Reproduce every row below verbatim, changing nothing and leaving nothing out.

• Boundary annotation records:
--- start ---
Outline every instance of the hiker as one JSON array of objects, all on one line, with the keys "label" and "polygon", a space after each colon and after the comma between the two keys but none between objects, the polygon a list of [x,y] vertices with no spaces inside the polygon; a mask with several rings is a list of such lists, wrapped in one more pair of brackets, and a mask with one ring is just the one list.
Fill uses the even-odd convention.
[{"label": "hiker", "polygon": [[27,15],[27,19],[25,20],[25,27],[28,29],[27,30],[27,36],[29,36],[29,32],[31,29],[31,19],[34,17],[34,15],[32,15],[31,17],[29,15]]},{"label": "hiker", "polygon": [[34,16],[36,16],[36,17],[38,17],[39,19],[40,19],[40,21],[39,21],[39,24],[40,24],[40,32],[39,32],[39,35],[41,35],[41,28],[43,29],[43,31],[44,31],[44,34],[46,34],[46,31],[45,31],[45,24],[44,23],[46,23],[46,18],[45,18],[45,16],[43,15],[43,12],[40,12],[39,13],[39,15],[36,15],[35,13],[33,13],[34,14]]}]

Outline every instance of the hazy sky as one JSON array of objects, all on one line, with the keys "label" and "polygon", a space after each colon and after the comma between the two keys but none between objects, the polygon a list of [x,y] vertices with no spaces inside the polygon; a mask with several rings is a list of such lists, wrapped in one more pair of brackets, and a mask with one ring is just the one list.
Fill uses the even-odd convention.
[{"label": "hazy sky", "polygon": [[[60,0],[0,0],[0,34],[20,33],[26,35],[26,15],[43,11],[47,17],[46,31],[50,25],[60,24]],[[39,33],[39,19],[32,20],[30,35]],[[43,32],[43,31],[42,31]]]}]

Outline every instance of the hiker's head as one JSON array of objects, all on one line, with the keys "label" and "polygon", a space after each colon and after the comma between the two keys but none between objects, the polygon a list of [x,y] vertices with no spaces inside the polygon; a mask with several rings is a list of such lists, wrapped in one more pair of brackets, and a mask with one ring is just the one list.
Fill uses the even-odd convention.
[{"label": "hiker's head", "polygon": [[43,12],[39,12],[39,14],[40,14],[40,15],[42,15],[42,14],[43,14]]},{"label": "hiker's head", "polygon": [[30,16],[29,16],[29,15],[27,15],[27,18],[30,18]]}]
--- end ---
• RESPONSE:
Outline every instance of the hiker as one JSON array of objects, all on one line, with the keys "label" and "polygon", a space after each colon and after the comma between the two keys but none between objects, the polygon a list of [x,y] vertices with no spaces inside the polygon; a mask with several rings is a list of such lists, wrapped in one more pair of brackets, and a mask with one ring is just the one list.
Fill uses the even-odd convention.
[{"label": "hiker", "polygon": [[27,15],[27,19],[25,20],[25,27],[28,29],[27,30],[27,36],[29,36],[29,32],[31,29],[31,19],[34,17],[34,15],[32,15],[31,17],[29,15]]},{"label": "hiker", "polygon": [[34,16],[36,16],[36,17],[38,17],[39,19],[40,19],[40,21],[39,21],[39,24],[40,24],[40,32],[39,32],[39,35],[41,35],[41,28],[43,29],[43,31],[44,31],[44,34],[46,34],[46,31],[45,31],[45,24],[44,23],[46,23],[46,18],[45,18],[45,16],[43,15],[43,12],[40,12],[39,13],[39,15],[36,15],[35,13],[33,13],[34,14]]}]

Outline every instance of the hazy sky as one JSON array of objects, all on one line, with the keys "label" and "polygon", a space after each colon and after the comma between the two keys but none between objects, the polygon a list of [x,y] vertices with no spaces inside the polygon; a mask with several rings is a list of such lists, wrapped in one more pair of brackets, and a mask with one ring is just the one list.
Fill uses the even-odd convention.
[{"label": "hazy sky", "polygon": [[[60,0],[0,0],[0,34],[20,33],[26,35],[26,15],[43,11],[47,17],[46,31],[50,25],[60,24]],[[39,33],[39,19],[32,20],[30,35]],[[43,32],[43,31],[42,31]]]}]

Outline every instance of the hiker's head as one JSON array of objects, all on one line, with the keys "label" and "polygon", a space after each colon and after the comma between the two keys but none between objects, the polygon a list of [x,y] vertices with no spaces inside the polygon; a mask with several rings is a list of such lists, wrapped in one more pair of brackets, and a mask with one ring is just the one list.
Fill uses the even-odd convention.
[{"label": "hiker's head", "polygon": [[43,12],[39,12],[39,14],[40,14],[40,15],[42,15],[42,14],[43,14]]},{"label": "hiker's head", "polygon": [[30,16],[29,16],[29,15],[27,15],[27,18],[30,18]]}]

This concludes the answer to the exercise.